§ About this exercise
From the first line to the last, print the records exactly, leaving out the pictures.

§ Recorded data
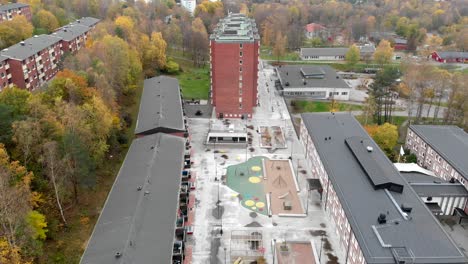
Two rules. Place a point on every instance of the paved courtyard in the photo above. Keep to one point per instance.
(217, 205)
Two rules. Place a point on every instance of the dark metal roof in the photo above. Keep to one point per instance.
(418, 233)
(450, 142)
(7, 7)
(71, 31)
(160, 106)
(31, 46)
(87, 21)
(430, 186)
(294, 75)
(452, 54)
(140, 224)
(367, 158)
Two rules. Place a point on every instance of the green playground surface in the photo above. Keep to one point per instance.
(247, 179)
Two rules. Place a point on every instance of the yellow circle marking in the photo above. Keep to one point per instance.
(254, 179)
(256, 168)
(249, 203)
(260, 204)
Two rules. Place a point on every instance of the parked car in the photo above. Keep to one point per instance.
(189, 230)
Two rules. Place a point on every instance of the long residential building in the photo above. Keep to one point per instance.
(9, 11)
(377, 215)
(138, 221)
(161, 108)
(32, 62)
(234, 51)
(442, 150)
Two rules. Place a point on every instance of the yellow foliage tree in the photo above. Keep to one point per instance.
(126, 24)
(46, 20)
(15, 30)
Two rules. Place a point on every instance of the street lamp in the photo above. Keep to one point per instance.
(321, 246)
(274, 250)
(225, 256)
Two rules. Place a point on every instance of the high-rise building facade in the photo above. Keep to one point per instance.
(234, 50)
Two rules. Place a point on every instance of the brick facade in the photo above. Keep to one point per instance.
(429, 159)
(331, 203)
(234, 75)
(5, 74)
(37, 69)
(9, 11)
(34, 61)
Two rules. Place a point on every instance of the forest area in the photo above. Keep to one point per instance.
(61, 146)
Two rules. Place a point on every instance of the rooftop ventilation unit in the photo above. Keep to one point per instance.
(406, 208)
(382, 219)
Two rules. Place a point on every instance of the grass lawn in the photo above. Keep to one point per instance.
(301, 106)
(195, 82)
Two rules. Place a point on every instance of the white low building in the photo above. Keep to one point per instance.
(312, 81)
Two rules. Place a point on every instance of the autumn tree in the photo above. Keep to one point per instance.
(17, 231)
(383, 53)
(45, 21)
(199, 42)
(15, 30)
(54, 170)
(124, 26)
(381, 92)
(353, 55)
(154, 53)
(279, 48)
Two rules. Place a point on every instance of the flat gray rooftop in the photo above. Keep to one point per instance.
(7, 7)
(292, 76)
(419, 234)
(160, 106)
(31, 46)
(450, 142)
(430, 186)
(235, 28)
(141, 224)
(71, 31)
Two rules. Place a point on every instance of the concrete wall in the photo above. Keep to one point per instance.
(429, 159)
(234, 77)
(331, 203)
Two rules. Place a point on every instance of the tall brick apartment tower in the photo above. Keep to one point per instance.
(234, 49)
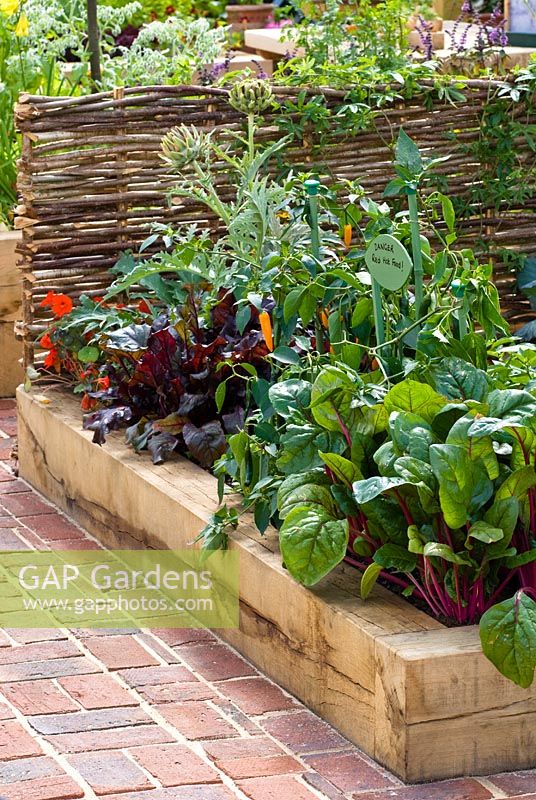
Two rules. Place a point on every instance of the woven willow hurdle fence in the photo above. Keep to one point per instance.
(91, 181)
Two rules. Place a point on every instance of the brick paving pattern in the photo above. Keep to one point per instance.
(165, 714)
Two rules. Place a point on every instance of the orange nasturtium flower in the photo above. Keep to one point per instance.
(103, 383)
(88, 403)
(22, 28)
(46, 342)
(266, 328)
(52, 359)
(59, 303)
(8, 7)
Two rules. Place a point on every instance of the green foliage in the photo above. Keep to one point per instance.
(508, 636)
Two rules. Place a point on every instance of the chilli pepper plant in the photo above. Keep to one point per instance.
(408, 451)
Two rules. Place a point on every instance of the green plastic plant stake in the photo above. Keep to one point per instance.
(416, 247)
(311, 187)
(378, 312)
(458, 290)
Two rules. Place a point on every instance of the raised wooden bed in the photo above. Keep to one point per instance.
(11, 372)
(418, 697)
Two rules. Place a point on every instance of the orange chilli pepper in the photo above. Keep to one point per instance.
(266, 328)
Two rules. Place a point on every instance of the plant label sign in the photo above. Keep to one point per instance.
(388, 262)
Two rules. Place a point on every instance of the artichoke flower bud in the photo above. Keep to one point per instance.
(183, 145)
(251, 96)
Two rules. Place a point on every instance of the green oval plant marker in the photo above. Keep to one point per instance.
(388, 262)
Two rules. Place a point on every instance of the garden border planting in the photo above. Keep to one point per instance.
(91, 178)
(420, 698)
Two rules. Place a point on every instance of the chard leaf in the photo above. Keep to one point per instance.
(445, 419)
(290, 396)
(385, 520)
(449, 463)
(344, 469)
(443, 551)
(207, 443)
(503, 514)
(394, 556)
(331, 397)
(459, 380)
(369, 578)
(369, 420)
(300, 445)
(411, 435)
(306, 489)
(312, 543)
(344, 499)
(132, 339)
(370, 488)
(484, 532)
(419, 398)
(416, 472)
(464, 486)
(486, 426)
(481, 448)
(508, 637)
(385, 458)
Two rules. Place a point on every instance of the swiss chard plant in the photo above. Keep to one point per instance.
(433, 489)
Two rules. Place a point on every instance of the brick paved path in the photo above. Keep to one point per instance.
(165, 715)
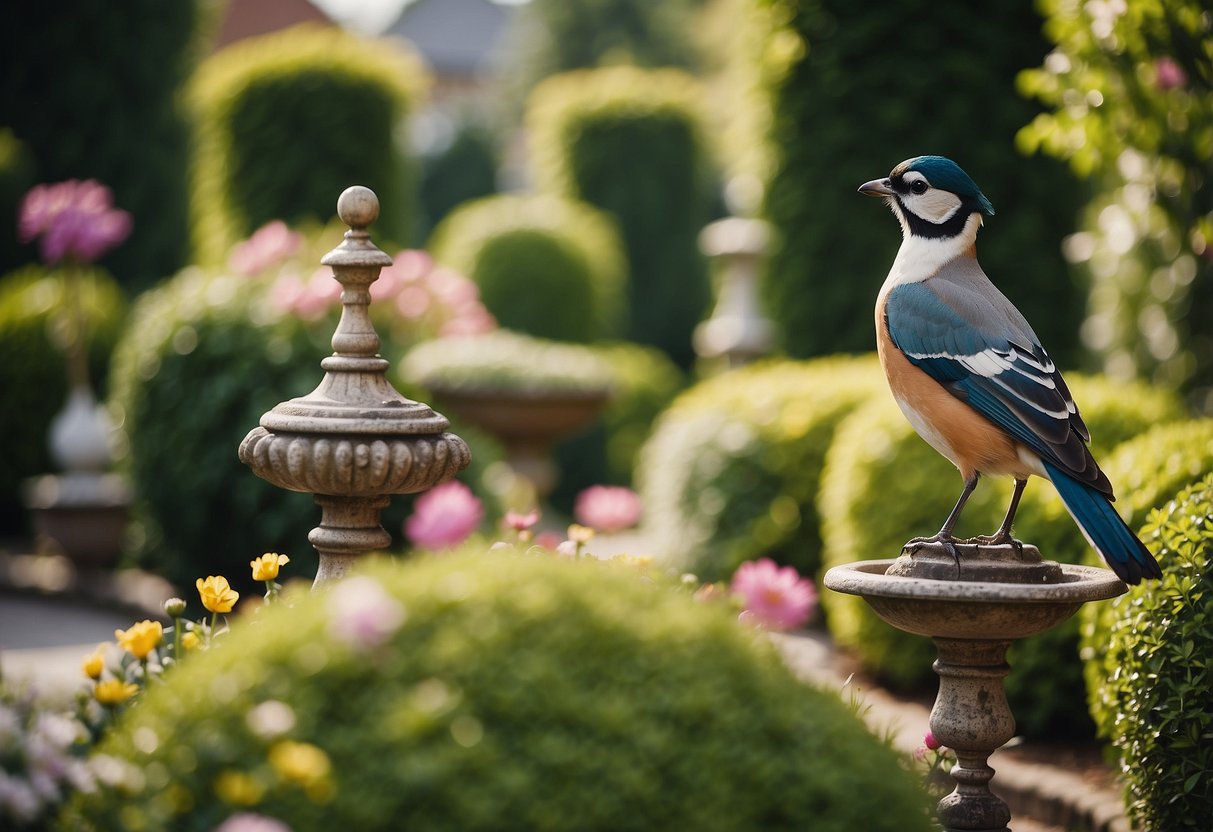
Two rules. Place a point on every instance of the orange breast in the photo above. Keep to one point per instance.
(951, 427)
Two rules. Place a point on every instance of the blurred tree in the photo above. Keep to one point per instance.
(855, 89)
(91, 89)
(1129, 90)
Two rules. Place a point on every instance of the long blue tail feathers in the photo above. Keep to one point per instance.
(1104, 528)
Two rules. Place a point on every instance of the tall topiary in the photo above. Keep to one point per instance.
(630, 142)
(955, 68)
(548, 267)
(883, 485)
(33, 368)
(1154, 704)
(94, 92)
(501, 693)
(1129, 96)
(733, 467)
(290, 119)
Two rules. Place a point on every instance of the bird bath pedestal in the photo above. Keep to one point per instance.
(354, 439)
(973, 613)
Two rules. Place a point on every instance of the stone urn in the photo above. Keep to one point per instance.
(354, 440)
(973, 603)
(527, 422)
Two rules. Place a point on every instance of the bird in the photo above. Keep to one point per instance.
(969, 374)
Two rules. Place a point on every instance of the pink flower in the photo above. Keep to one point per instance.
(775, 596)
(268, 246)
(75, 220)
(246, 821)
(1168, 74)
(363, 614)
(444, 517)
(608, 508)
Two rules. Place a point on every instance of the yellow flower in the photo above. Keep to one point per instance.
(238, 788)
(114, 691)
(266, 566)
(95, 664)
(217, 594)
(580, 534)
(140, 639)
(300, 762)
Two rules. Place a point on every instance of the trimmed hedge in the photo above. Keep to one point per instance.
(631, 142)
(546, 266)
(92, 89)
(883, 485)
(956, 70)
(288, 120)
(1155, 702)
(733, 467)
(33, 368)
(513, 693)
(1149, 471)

§ Output below
Two rules. Place a point on every instance of the paved courtyard in the photo above. Keep to one point per instance.
(217, 205)
Two rules. Place a point on every instance of the dark metal roof in the photo above. Keep to one point per instance.
(418, 233)
(450, 142)
(7, 7)
(71, 31)
(160, 106)
(31, 46)
(87, 21)
(430, 186)
(294, 75)
(452, 54)
(140, 224)
(367, 158)
Two rules. Place a point on every instance of the green playground surface in the photo above. Keep to one point per instance.
(247, 179)
Two rules. Place a point on every instance of the yellow circle marking in the photo above. Keep to one point per instance.
(254, 179)
(256, 168)
(249, 203)
(260, 204)
Two rules. Place a point on every instance of the parked car in the photo above. Keep to one point per instance.
(189, 230)
Two rules. Place a point on every instance of the long residential building in the photo above. Keep to one point per instance.
(9, 11)
(377, 215)
(138, 221)
(161, 108)
(32, 62)
(234, 51)
(442, 150)
Two rules. Place a point on every instance of the yellow foliage tree in the photo above. Keep to one point per instance.
(126, 24)
(46, 20)
(15, 30)
Two rules. Place a point on every instance of the street lamp in the photo above. Keep to one point per instance.
(321, 246)
(274, 250)
(225, 256)
Two rules. Place a point on every instance of the high-rise building facade in the photo above. Keep to one point per instance.
(234, 50)
Two rules. Place a point on every instance of the brick facade in the photo above. Keep to one point per instance.
(429, 159)
(331, 203)
(234, 75)
(5, 74)
(37, 69)
(9, 11)
(34, 61)
Two rules. Place a point on every instance of the forest area in the photo above. Keep to one point per instance.
(61, 146)
Two rules. Place a point on every instance of the rooftop ventilation unit in the photo above. Keep to one point per instance.
(406, 208)
(382, 219)
Two rules. Place a point on every instance of the grass lawn in the photo above. Keep to one point per instance.
(301, 106)
(195, 82)
Two rules. Place a point on every instance of the white low building in the photo above. Keep to one point per instance.
(312, 81)
Two rules. Place a point on every instance of the autumn tree in the photo above. Keep to one point per instance.
(17, 231)
(383, 53)
(45, 21)
(199, 42)
(15, 30)
(54, 170)
(124, 26)
(381, 92)
(353, 55)
(154, 53)
(279, 48)
Two rules. Place a point on every instance of the flat gray rooftop in the photo above. Keep to one point per instance.
(7, 7)
(292, 76)
(419, 234)
(160, 106)
(31, 46)
(450, 142)
(430, 186)
(235, 28)
(141, 224)
(71, 31)
Two rules. Place a point on every instance of the concrete wall in the photo above. Keep to one point per instance.
(429, 159)
(234, 77)
(331, 203)
Two rules. Place a point on every instance of the tall brick apartment tower in the photo above. Keep to one point per instance.
(234, 49)
Two rules. Place a point on every instance of the woven willow hurdle fence in the photo above. Keep to one point per instance.
(91, 181)
Two rules. Place a point on every instance of the brick paving pattern in the photo above. Keep to one point per instance.
(165, 714)
Two rules. Place a point on every instance of the orange nasturtium flower in the photo above. Keep to one point per instance.
(103, 383)
(88, 403)
(22, 28)
(46, 342)
(266, 328)
(52, 359)
(59, 303)
(8, 7)
Two rules. Place a point on every instance of the green foliage in the photo above. Keep to one point per instance.
(508, 636)
Two rules. Place a point on every instance of the chilli pepper plant in the photo above. Keep to one point per instance.
(408, 451)
Two rules. Place a point on every instance of the green plastic plant stake in the photo above. Keep to one point per instance.
(416, 247)
(311, 187)
(378, 312)
(458, 290)
Two rules. Place a point on every instance of the raised wooden bed in the photo above. Keep to one point per instance.
(11, 372)
(418, 697)
Two rules. Place a point on every instance of the orange chilli pepper in the photo above. Keep to one point per instance.
(266, 328)
Two rules. Place a point on every instance of the plant label sign in the photo above. Keep to one point per instance.
(388, 262)
Two rules. Place a point on every instance of the artichoke flower bud in the photo above. Keep to one point per instance.
(183, 145)
(251, 96)
Two rules. Place a point on every instance of the green oval plant marker in the photo above. Keep to one point per instance.
(388, 262)
Two rules. Place a point on every instance of the garden border planting in the photo above. Keep to one point per instance.
(91, 178)
(420, 698)
Two rules. Place a point on every instance of the chard leaf in the photo above. Keep to one point per instance.
(445, 419)
(290, 396)
(385, 520)
(449, 463)
(344, 469)
(443, 551)
(207, 443)
(503, 514)
(394, 556)
(331, 397)
(459, 380)
(369, 578)
(369, 420)
(300, 445)
(411, 435)
(306, 489)
(312, 543)
(344, 499)
(132, 339)
(370, 488)
(484, 532)
(419, 398)
(416, 472)
(464, 486)
(486, 426)
(481, 448)
(508, 637)
(385, 458)
Two rules. Place a point on every instance of the swiss chard plant in the photo above. Keep to one point per instance.
(433, 489)
Two rules. Place a point on every instance of the brick paved path in the photo above. Keep to one point per instance.
(165, 715)
Two rules. Place a point on every instance of the orange breast in the photo above. Keep to one point per instance.
(951, 427)
Two rules. Place a point on every instance of the blurred tree in the photo above. Keep to one point per instance.
(855, 89)
(91, 89)
(1129, 90)
Two rules. Place a point on every instance of the long blue tail feathers in the photo above. Keep to one point per instance.
(1104, 528)
Two rules. Place a point on every instance of the tall topiary in the photo above. Keep to one point per instance.
(630, 142)
(955, 68)
(548, 267)
(883, 485)
(33, 368)
(1154, 704)
(94, 92)
(501, 693)
(1129, 96)
(733, 467)
(290, 119)
Two rules. Place a point on every instance of the bird bath pedestal in the photo above. Keep to one point per instance.
(354, 439)
(973, 613)
Two rules. Place a point on every instance of the stone urn in the photo above. Keep to one point per instance.
(354, 440)
(973, 603)
(527, 422)
Two rules. Place a point on every instance of the bird in the photo above. Keep to one point per instance.
(969, 374)
Two rules. Place a point on every instance of the pink flower in the photo above. Keep to one point per instance.
(775, 596)
(268, 246)
(75, 220)
(246, 821)
(1168, 74)
(363, 614)
(444, 517)
(608, 508)
Two rules. Place a point on every instance of the yellow flower in the photo above. Keep to one point per instance.
(238, 788)
(114, 691)
(266, 566)
(95, 664)
(217, 594)
(580, 534)
(140, 639)
(300, 762)
Two rules. Place a point on every instance of the trimmed hedge in the photo above. Keep to one point per instance.
(631, 142)
(546, 266)
(92, 89)
(883, 485)
(956, 70)
(288, 120)
(1155, 702)
(733, 467)
(33, 368)
(513, 693)
(1149, 471)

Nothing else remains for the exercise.